**Problem to work on:**
Which lines in the records below contain the string "ground"? Find each one and copy it out whole.

**Information supplied:**

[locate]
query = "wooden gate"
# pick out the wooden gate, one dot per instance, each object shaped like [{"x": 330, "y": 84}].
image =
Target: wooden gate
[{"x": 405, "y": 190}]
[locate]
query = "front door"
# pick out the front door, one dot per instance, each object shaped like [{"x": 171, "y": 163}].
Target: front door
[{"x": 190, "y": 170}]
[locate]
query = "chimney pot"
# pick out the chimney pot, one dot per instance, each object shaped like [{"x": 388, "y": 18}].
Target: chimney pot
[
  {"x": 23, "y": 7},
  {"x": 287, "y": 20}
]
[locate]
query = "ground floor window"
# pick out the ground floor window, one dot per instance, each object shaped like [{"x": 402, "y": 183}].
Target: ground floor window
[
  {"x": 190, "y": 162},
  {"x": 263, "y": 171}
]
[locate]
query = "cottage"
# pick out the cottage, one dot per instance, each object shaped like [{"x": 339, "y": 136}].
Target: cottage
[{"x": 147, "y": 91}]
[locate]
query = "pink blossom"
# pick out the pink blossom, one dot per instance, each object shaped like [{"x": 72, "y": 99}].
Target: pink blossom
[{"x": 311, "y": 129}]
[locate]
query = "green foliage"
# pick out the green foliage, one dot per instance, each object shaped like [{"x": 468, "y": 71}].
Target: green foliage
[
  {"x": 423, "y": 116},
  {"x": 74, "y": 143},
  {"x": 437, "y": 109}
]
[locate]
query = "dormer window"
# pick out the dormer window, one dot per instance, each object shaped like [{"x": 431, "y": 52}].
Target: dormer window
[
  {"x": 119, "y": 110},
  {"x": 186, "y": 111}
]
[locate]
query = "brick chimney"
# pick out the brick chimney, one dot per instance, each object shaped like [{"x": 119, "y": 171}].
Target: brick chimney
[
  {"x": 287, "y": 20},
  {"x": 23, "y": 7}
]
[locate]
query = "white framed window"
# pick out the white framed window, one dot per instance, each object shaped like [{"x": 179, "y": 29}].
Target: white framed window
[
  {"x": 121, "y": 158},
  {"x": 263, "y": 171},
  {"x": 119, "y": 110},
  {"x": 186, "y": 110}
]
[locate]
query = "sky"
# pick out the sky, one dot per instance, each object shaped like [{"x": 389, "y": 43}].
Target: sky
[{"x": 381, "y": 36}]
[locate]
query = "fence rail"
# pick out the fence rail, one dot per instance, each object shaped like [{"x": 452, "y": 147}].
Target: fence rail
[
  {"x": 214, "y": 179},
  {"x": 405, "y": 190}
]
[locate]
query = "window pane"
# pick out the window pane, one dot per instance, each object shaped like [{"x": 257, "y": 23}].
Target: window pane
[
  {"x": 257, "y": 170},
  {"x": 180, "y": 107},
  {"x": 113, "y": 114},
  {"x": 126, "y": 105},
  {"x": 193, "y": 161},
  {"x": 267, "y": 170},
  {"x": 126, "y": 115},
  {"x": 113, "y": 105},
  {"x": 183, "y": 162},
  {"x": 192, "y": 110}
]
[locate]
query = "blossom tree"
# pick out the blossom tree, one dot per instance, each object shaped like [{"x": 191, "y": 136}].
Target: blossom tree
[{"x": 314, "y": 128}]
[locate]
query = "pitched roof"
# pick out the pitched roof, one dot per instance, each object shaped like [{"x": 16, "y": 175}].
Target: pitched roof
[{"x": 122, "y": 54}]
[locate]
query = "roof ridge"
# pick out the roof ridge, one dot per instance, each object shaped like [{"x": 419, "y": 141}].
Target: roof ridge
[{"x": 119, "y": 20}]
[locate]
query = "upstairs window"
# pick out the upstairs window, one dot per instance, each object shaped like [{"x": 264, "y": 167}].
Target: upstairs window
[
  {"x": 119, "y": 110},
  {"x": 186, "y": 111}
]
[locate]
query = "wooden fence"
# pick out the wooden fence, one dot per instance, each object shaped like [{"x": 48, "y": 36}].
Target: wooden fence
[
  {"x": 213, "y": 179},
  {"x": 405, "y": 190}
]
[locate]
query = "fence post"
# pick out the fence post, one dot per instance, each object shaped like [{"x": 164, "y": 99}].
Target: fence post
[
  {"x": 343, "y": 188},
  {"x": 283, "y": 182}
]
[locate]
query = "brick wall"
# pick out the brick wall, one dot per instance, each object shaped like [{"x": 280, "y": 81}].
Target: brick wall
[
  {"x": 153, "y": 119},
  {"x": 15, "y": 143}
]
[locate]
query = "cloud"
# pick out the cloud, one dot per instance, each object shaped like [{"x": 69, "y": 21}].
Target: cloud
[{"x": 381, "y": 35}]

**Response to this task:**
query = "ground floor window"
# pick out the ground floor window, one dot per instance, each object shaped like [{"x": 402, "y": 183}].
Target: ground floor window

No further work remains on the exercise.